Untuk itu, membaca perang dari prediksi sains, bisa ditukar dengan memahami dinamika ini via fiksi sains, sainsfik.

Pada Pilpres 2019, Capres, kini final presiden, Prabowo Subianto, dalam satu kampanye mengingatkan — setelah membaca novel fiksi ilmiah “Ghost Fleet”(2015), karya August Cole dan P.W. Singer — Indonesia akan runtuh sebagai negara pada 2030.

Jika prediksi dari sainsfik itu ditaksir saja, sama persis, kini Presiden Prabowo, akan menafikan ramalan kuasa kepunahan tersebut bagi masa depan, tulisnya: Paradoks Indonesia.

Lagi-lagi, tinggalkan prediksi fakta fiksi ini.

Kembali ke sainsfik. Meskipun berlatar perang masa depan, Ghost Fleet menawarkan perspektif menarik tentang bagaimana sains, teknologi dan geopolitik dapat membentuk konflik modern?

Mengacu pada novel, terjemahan Mizan(2018), berhalaman 542 disertai 503 catatan kaki, perang masa depannya digambarkan sebagai konflik asimetris.

Para aktor non-negara dan negara-negara kecil dapat menantang kekuatan besar dengan menggunakan teknologi canggih.

Tak pelak, perang asimetris ini sedang diprakarsai Iran-Israel, di mana Iran telah mengembangkan kemampuan rudal dan drone yang canggih untuk menantang Israel.

Dalam konteks ini, teknologi menjadi faktor kunci dalam menentukan hasil perang.

Dengan kata lain, isi Ghost Fleet, sangat menekankan peran proksi dan aktor non-negara dalam konflik modern.

Dalam perang Iran-Israel, Iran telah menggunakan proksi seperti Hezbollah dan milisi Syiah di berbagai negara untuk mempromosikan kepentingan mereka.

Hal ini menunjukkan bahwa perang modern tidak hanya melibatkan negara-negara besar dengan promosi adikuasa pengendali dunia.

Akan tetapi, aktor non-negara dalam mikro-global justru ikut menjadi aktor-aktor pembantu penting dalam panggung besar perang.

Antara fakta daring dan luring, di mana semua proksi aktor-aktor medan perang yang penting berperan superaktif, serangan siber dan intelijen siber memainkan peran kunci sangat menentukan, prediksi dan kalkulasi, hasil perang.

_ _ _ _ _

**APA YANG DIKERJAKAN:**
A. Tuliskan ulang dengan persis bagian teks tentang novel Ghost Fleet yang dimulai dari "Dalam konteks ini, teknologi" dan berakhir pada "panggung besar perang.".
B. Jawab pertanyaan berikut berdasarkan teks tentang novel Ghost Fleet:
(i) Siapa penulis novel "Ghost Fleet"?
(ii) Berapa jumlah halaman novel terjemahan Mizan tersebut?
(iii) Proksi apa saja yang disebut telah digunakan Iran dalam perang Iran-Israel?
C. Teruskan teks tentang novel Ghost Fleet dan perang Iran-Israel, mulai setelah kalimat terakhirnya.

**DATA TERCATAT:**
_ _ _ _ _

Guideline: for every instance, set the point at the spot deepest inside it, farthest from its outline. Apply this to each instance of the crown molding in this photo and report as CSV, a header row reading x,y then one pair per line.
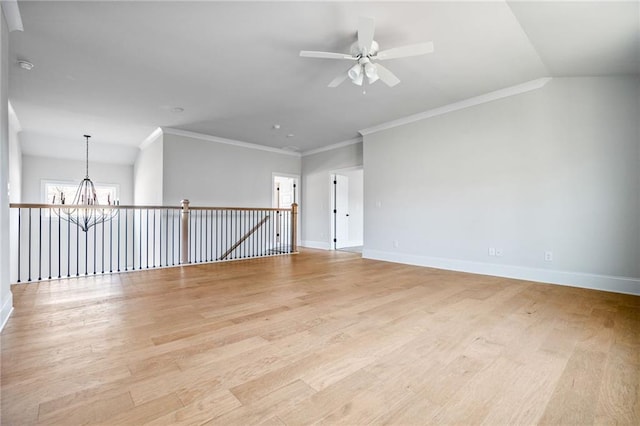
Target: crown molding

_ _ _ _ _

**HASIL LATIHAN:**
A.
Dalam konteks ini, teknologi menjadi faktor kunci dalam menentukan hasil perang.

Dengan kata lain, isi Ghost Fleet, sangat menekankan peran proksi dan aktor non-negara dalam konflik modern.

Dalam perang Iran-Israel, Iran telah menggunakan proksi seperti Hezbollah dan milisi Syiah di berbagai negara untuk mempromosikan kepentingan mereka.

Hal ini menunjukkan bahwa perang modern tidak hanya melibatkan negara-negara besar dengan promosi adikuasa pengendali dunia.

Akan tetapi, aktor non-negara dalam mikro-global justru ikut menjadi aktor-aktor pembantu penting dalam panggung besar perang.

B.
(i) August Cole dan P.W. Singer.
(ii) 542 halaman.
(iii) Hezbollah dan milisi Syiah di berbagai negara.

C.
Bagi perang Iran-Israel, dunia maya jadi arena, cultural field Bourdieu-an penting, di mana kedua belah pihak telah melakukan serangan siber dan spionase untuk mengumpulkan intelijen dan mengganggu operasi lawan.

Membaca perang Iran-Israel dari perspektif “Ghost Fleet”, menunjukkan bahwa konflik ini memiliki banyak kesamaan dengan perang masa depan yang telah difiksikan secara mutakhir.

Selain itu, jika cukup sabar menelisik kisi-kisi bacaan genre sainsfik ini sebagai thriller, ada empat faktor utama yang bisa direka ulang untuk mencapai apa yang dimaksud oleh kritikus sastra, Hans Robert Jauss, dalam Literaturgeschichte als Provokation(1970) sebagai resepsi estetik(Rezeptionästhetik) dan wawasan harapan(Erwartungshorizont).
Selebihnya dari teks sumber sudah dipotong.